**Selected passage**
April 8th. Premiere of the ballet “The Bolt” (op. 27).
October 10th. Premiere of the film “Alone” (op. 26).
October 20th. Premiere of the stage review “Conditionally Killed” in the Music Hall (oð.31).
November 6th. Premiere of the film “The Golden Mountains” (oð.30).
Publication of “Declaration of a Composer’s Obligations”.
In the USA. Toscanini conducts Symphony No.1 (oð.10).
“There can’t be music without ideology... That’s why Soviet music perhaps will develop in totally new ways, different from all those the world has known before... After all, we have entered a New Age and history has shown that each new age creates its own language...”
(New York Times ... December 20, 1931).
September 31, 1931
“With nothing to do I wandered into the shop ‘Krymgiz’. There I saw, next to the immortal masterpieces of Belodavidenkov, your ‘Song of Industrialization’. Why do you write such sh..? I can almost imagine to myself already your article in defence of Davidenko, which will be published in ‘Literaturnaya gazeta’.
Buy your glory, buy it!”
(From a letter to V. Shebalin).
“Your attack against me is justified. ‘The Bolt’ really is sh... (compared to Davidenko this is of course pure Beethoven). I consider, however, that is not up to people like Sara Krylova to judge my music. Therefore, it was your duty to come to my defence, even if insincere, and not to show solidarity with S. Krylova and not to find the same failures in Davidenko’s music as in mine (sic!). All the more so, since you do not know ‘The Bolt’, but criticized it nevertheless, bowing down before the supreme authority of Citizen Krylova. Realign yourself, rearm yourself.

**Provided data**
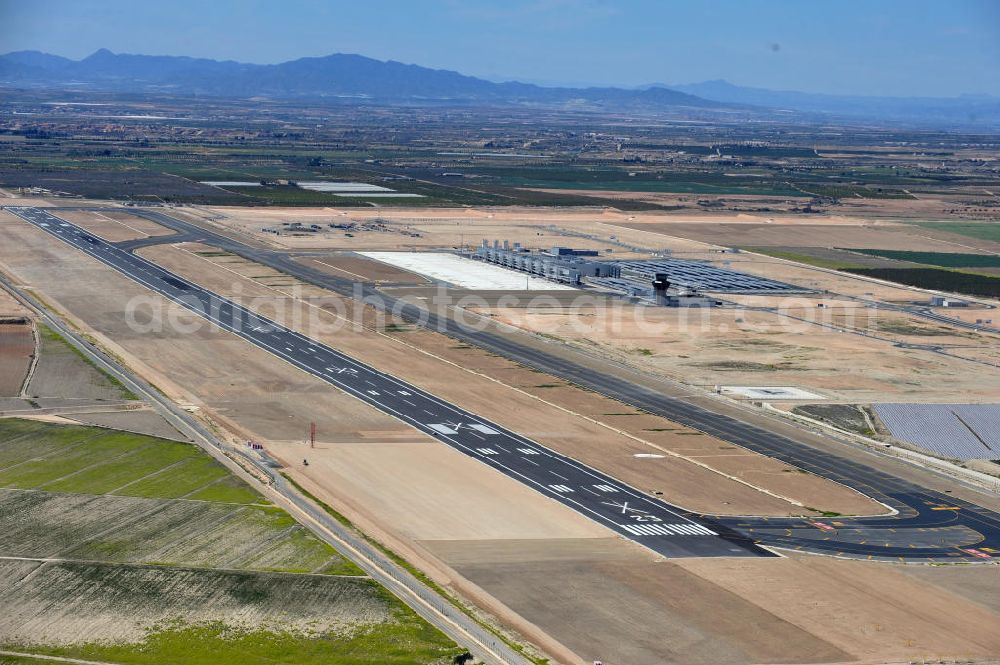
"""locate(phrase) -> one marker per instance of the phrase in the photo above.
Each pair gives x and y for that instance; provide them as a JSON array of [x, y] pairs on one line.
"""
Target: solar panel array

**Task prompt**
Could you reproduce the whole chronology of premieres and letters above, word for word?

**Reply**
April 8th. Premiere of the ballet “The Bolt” (op. 27).
October 10th. Premiere of the film “Alone” (op. 26).
October 20th. Premiere of the stage review “Conditionally Killed” in the Music Hall (oð.31).
November 6th. Premiere of the film “The Golden Mountains” (oð.30).
Publication of “Declaration of a Composer’s Obligations”.
In the USA. Toscanini conducts Symphony No.1 (oð.10).
“There can’t be music without ideology... That’s why Soviet music perhaps will develop in totally new ways, different from all those the world has known before... After all, we have entered a New Age and history has shown that each new age creates its own language...”
(New York Times ... December 20, 1931).
September 31, 1931
“With nothing to do I wandered into the shop ‘Krymgiz’. There I saw, next to the immortal masterpieces of Belodavidenkov, your ‘Song of Industrialization’. Why do you write such sh..? I can almost imagine to myself already your article in defence of Davidenko, which will be published in ‘Literaturnaya gazeta’.
Buy your glory, buy it!”
(From a letter to V. Shebalin).
“Your attack against me is justified. ‘The Bolt’ really is sh... (compared to Davidenko this is of course pure Beethoven). I consider, however, that is not up to people like Sara Krylova to judge my music. Therefore, it was your duty to come to my defence, even if insincere, and not to show solidarity with S. Krylova and not to find the same failures in Davidenko’s music as in mine (sic!). All the more so, since you do not know ‘The Bolt’, but criticized it nevertheless, bowing down before the supreme authority of Citizen Krylova. Realign yourself, rearm yourself.